+++ Dataset entries

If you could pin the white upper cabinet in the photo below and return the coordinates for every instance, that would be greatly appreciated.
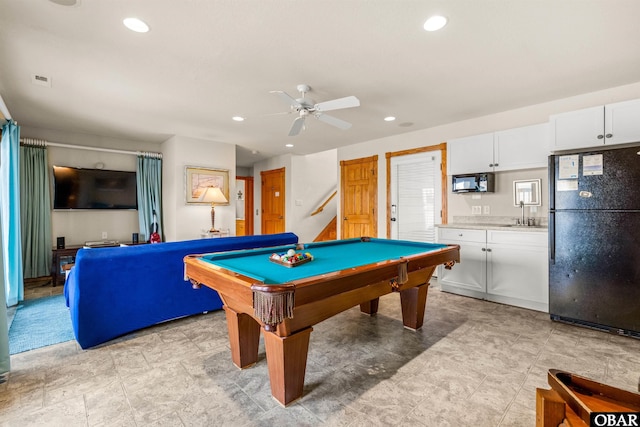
(520, 148)
(622, 122)
(617, 123)
(472, 154)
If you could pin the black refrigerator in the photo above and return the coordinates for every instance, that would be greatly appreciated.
(594, 239)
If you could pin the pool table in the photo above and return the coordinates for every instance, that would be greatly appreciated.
(285, 302)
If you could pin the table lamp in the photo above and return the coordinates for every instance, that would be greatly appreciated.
(214, 196)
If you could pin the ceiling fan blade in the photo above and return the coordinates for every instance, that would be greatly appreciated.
(287, 98)
(333, 121)
(337, 104)
(297, 126)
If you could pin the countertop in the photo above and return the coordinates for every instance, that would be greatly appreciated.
(501, 227)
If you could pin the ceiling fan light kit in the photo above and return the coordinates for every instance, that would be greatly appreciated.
(306, 107)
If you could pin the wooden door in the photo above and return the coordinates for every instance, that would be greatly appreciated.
(359, 183)
(273, 201)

++++++

Exercise aim.
Rewrite all the lines above, requests included, adding 104 to every coordinate value in the answers. Leave the pictures out.

Written answer.
If you could pin the white upper cabinet in the photo below and return the coordinates for every instance, that would be greatly appreciated.
(624, 252)
(726, 226)
(721, 227)
(576, 258)
If you could pin the black refrigerator in the photo above and return the coordinates for every instance, that would be greatly appreciated.
(698, 343)
If you could pin the pool table in the photo above and return the coordinates for every instance, that would be greatly appreciated.
(389, 406)
If you could pin the table lamp in the photo above and return the coordinates for every instance, that would be greatly appreciated.
(318, 300)
If you could pin the ceiling fan blade in the photo above and return the coordinates for every instance, that would be greatly appreciated.
(391, 202)
(437, 225)
(441, 208)
(401, 230)
If you could pin the countertop in the photo above and return the coordinates for every instance, that would be greatly appreciated.
(605, 331)
If you could pin the ceiling fan light kit in the photo above and return the coordinates for every instance, that would be greatly appreciated.
(410, 211)
If you could pin the wooden door in the photo above and return the coordinates for every instance, that would be greatly appreciated.
(463, 287)
(377, 305)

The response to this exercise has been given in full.